That's why I like the quick deaths of movies like the Jason films, or Final Destinations, or anything like that. Crack, snap, you're dead. On to the next one. Roller coaster ride. Roller coasters are fun because they last a couple of minutes. Leave there for a half hour and now I want to throw up.
The only time I appreciate a film pushing the envelope is when it's doing something new, or at least something that hasn't been done in awhile. There's an element of exploration, innovation, creativity, etc. If it goes too far, you might not know it until it's been in theaters for a little while. It's why I make an allowance for Hostel, but not, say, Captivity. One's breaking new ground, or breaking up fallow ground, the other is just sowing its seed in that ground (the kind Brandon referred to in his last post, not the kind you're probably thinking of). It's why I make an allowance for I Spit On Your Grave, and Last House on the Left (1972). As I mentioned in a FB comment, I was surprised to see Craven letting his film be what it was, but acknowledging that he explored some territory in LHOTL that he didn't need to revisit. I totally respect that.

--- TO DO ---
1) Using the post about horror films, decide whether each statement agrees with it. Give yes or no for each, with the deciding words of the post quoted exactly. (a) The writer says roller coasters are fun because they are short. (b) The writer makes an allowance for Captivity. (c) The writer expressed surprise about Craven in a comment.
2) Duplicate the stretch of the post about horror films from "The only time" through "totally respect that.".
3) Go on with the post about horror films from the point where it stops.
The data that come next have no connection to the post about horror films.

--- EXTRACTED INFORMATION ---
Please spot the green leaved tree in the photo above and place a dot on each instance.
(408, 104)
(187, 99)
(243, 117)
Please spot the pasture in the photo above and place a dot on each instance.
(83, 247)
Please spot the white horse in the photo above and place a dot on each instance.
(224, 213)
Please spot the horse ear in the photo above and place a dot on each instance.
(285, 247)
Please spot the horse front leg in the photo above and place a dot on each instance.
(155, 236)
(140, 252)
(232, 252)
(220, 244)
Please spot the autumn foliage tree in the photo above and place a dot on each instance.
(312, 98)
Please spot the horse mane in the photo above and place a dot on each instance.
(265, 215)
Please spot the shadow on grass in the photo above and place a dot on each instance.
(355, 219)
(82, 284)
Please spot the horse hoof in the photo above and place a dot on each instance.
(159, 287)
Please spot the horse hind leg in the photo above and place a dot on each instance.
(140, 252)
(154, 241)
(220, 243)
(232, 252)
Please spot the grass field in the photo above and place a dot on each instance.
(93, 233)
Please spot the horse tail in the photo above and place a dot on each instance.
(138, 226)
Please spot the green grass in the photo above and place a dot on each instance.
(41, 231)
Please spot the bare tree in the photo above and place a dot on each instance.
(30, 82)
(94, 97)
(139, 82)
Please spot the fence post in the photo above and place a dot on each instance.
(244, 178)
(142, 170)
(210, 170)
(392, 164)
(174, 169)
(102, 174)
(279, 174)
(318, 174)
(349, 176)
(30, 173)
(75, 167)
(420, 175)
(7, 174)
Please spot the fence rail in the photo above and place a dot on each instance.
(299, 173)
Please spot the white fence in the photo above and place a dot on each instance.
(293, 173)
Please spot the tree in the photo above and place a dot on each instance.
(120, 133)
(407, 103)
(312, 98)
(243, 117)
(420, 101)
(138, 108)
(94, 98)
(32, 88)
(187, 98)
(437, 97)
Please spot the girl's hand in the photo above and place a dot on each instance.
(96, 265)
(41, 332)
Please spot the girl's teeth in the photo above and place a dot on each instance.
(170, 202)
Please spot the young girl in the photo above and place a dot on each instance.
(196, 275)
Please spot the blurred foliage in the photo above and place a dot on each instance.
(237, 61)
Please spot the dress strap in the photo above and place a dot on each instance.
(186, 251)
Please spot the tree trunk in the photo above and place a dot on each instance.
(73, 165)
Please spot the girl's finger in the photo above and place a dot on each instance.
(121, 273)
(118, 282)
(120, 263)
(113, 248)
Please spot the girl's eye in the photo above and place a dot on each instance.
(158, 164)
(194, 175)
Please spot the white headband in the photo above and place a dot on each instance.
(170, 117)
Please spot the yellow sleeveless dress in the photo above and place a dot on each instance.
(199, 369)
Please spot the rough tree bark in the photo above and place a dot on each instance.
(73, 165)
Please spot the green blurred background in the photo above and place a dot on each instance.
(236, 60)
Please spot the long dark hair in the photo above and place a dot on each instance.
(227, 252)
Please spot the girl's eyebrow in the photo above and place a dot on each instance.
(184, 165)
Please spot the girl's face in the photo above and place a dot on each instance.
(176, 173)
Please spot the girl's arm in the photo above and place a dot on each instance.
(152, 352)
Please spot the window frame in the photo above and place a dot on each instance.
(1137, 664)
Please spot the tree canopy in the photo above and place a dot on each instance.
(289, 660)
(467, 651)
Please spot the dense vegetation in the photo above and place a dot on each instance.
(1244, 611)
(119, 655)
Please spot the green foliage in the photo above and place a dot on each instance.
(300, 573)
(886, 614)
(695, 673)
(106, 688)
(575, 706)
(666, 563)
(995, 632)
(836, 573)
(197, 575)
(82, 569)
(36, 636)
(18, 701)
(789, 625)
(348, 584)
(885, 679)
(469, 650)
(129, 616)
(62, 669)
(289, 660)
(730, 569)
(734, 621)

--- EXERCISE ANSWERS ---
1)
(a) Yes: "Roller coasters are fun because they last a couple of minutes."
(b) No: "It's why I make an allowance for Hostel, but not, say, Captivity."
(c) Yes: "As I mentioned in a FB comment, I was surprised to see Craven letting his film be what it was"

2)
The only time I appreciate a film pushing the envelope is when it's doing something new, or at least something that hasn't been done in awhile. There's an element of exploration, innovation, creativity, etc. If it goes too far, you might not know it until it's been in theaters for a little while. It's why I make an allowance for Hostel, but not, say, Captivity. One's breaking new ground, or breaking up fallow ground, the other is just sowing its seed in that ground (the kind Brandon referred to in his last post, not the kind you're probably thinking of). It's why I make an allowance for I Spit On Your Grave, and Last House on the Left (1972). As I mentioned in a FB comment, I was surprised to see Craven letting his film be what it was, but acknowledging that he explored some territory in LHOTL that he didn't need to revisit. I totally respect that.

3)
For the record, the most harrowing part of LHOTL for me was when Krug made Phyllis piss herself. And then finding out later that the actress really did piss herself for the scene. Talk about blurring the line. I also found the inclusion of a woman among the aggresors interesting. We got screen time with them when they weren't committing crimes to see them as more than monsters. It reminded me of Zombie's Corpses/Rejects gang. I found the silences in between aggressive acts interesting, like we're watching the their humanity slip away from them, bit by bit.  Craven left a good half hour for the parents' revenge scene, too, so the film raises all kinds of questions not just about the torture and rape of two young women, but the length the parents go to avenge themselves. Revenge in films often happens towards the end, and we don't get time to process it. Here, we get to think about what they're doing and why we're enjoying that so much more than we enjoyed the violence against the young women. Which leads me to another potentially disturbing thought. When I was watching ISOYG, I had to turn away for some of the rougher parts (I mean, they just dragged on and on). But when it was the woman's turn to exact revenge, I swear I rewound and rewatched several of those scenes and tried not to pay attention to how much I relished them. It's a testament to the effectiveness of what came before that I wanted to see those young men die. But then....we also saw them not being monsters, especially the developmentally disabled young man. It was honestly a very confusing film to know what to do with emotionally.
Anyway, did you know that Craven was inspired to make Last House on the Left by Virgin Spring? Yeah, the Bergman one.
Hope you could make sense of this.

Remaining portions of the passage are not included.